(Image location labeling entries)
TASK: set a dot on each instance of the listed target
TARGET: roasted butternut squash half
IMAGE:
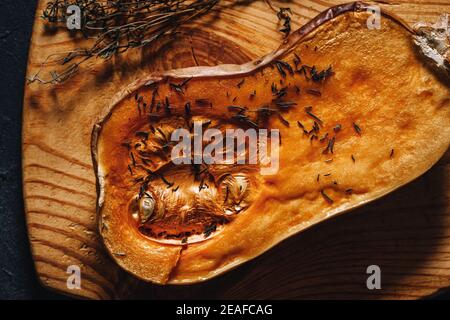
(343, 115)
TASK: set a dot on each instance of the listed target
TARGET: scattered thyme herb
(209, 229)
(314, 92)
(326, 197)
(308, 111)
(337, 128)
(357, 128)
(115, 27)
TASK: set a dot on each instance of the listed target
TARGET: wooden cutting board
(406, 233)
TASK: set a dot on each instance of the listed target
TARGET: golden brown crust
(379, 83)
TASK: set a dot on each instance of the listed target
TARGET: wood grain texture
(407, 233)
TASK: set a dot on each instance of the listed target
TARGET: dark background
(17, 275)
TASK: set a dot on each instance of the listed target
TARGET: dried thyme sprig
(116, 26)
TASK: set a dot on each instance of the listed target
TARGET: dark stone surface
(17, 276)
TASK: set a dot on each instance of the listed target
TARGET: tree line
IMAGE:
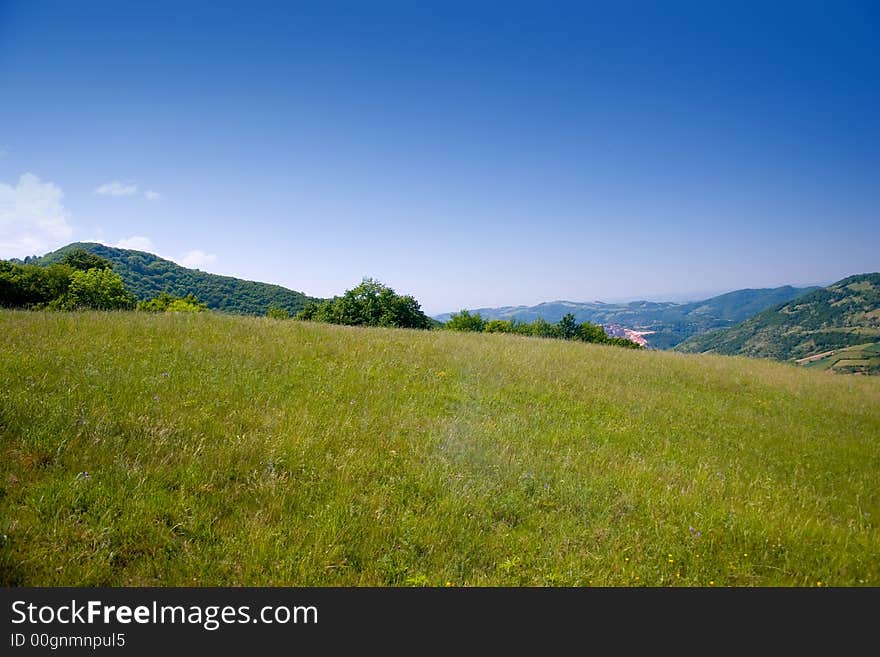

Task brief:
Please tally the lines in the records above that contain the string "thyme", with case counting, and give only the number.

Response to the task:
2